Excerpts of location labeling data:

(begin)

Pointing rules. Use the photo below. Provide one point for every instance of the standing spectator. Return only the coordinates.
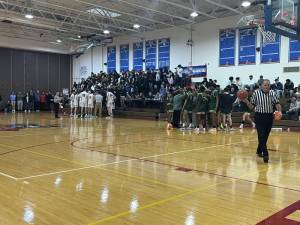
(72, 104)
(250, 83)
(288, 88)
(110, 103)
(238, 83)
(42, 101)
(259, 82)
(178, 102)
(231, 81)
(37, 104)
(98, 105)
(31, 100)
(20, 98)
(278, 87)
(57, 100)
(13, 99)
(26, 101)
(90, 104)
(51, 101)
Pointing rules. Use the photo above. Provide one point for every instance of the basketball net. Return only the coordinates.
(268, 36)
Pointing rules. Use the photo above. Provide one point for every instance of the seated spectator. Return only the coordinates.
(259, 82)
(288, 88)
(238, 83)
(250, 83)
(278, 87)
(297, 92)
(294, 107)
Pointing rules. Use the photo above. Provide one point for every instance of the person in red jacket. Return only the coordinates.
(43, 101)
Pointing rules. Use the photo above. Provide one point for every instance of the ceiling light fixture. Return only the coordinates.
(194, 14)
(246, 3)
(136, 26)
(28, 15)
(106, 32)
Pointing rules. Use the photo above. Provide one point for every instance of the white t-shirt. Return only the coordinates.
(72, 98)
(90, 100)
(98, 98)
(76, 100)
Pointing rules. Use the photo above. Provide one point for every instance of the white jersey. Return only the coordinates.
(72, 99)
(76, 100)
(83, 99)
(110, 99)
(91, 101)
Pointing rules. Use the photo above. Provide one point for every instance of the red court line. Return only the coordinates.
(189, 169)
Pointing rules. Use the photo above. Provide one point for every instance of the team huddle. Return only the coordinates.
(89, 105)
(197, 108)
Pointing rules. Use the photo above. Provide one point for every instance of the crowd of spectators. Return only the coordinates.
(153, 85)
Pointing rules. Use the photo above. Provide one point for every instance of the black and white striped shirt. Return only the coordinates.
(264, 102)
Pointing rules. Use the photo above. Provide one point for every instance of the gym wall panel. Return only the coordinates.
(23, 70)
(6, 69)
(64, 71)
(54, 76)
(18, 70)
(31, 83)
(43, 72)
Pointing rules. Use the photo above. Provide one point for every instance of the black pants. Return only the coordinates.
(176, 118)
(56, 109)
(264, 123)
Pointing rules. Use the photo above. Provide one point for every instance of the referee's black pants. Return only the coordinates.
(264, 123)
(56, 109)
(176, 118)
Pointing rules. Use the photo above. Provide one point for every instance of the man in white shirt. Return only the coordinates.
(76, 100)
(72, 104)
(250, 83)
(110, 103)
(238, 83)
(98, 105)
(83, 103)
(90, 104)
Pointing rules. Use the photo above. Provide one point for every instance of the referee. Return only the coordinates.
(263, 102)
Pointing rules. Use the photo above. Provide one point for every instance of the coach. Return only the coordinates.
(263, 101)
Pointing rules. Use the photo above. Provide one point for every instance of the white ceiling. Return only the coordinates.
(67, 19)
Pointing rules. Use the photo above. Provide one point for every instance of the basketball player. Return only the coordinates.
(90, 104)
(76, 100)
(72, 99)
(212, 107)
(83, 103)
(110, 103)
(188, 110)
(246, 113)
(201, 108)
(226, 101)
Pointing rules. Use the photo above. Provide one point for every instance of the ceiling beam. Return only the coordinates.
(188, 8)
(126, 13)
(224, 6)
(157, 11)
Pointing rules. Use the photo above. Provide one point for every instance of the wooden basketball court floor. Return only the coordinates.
(134, 172)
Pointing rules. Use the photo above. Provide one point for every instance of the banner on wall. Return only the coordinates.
(195, 71)
(83, 71)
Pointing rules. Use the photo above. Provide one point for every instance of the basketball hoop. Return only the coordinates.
(251, 21)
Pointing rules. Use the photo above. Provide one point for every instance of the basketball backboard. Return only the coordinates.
(282, 16)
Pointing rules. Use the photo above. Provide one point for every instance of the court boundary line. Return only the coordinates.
(174, 197)
(127, 160)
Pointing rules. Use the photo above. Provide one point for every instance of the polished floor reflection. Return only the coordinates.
(135, 172)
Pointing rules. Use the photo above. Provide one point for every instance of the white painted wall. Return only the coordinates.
(24, 44)
(205, 51)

(end)

**Task goal:** Reproduce the records verbatim, starting with the line that contains "boundary line. Return only the coordinates." and continuing through the end of the records, both ends included.

**Task output:**
Pointing rules. Use the photo above. Provide one point for every instance of the court boundary line. Return only the coordinates.
(174, 197)
(127, 160)
Pointing rules. Use the photo above. Provide one point for every instance of the polished floor reflection. Return only the coordinates.
(135, 172)
Pointing rules. Use the photo above. Provide one point for every instance of the white painted wall. Return only the coordinates.
(24, 44)
(205, 51)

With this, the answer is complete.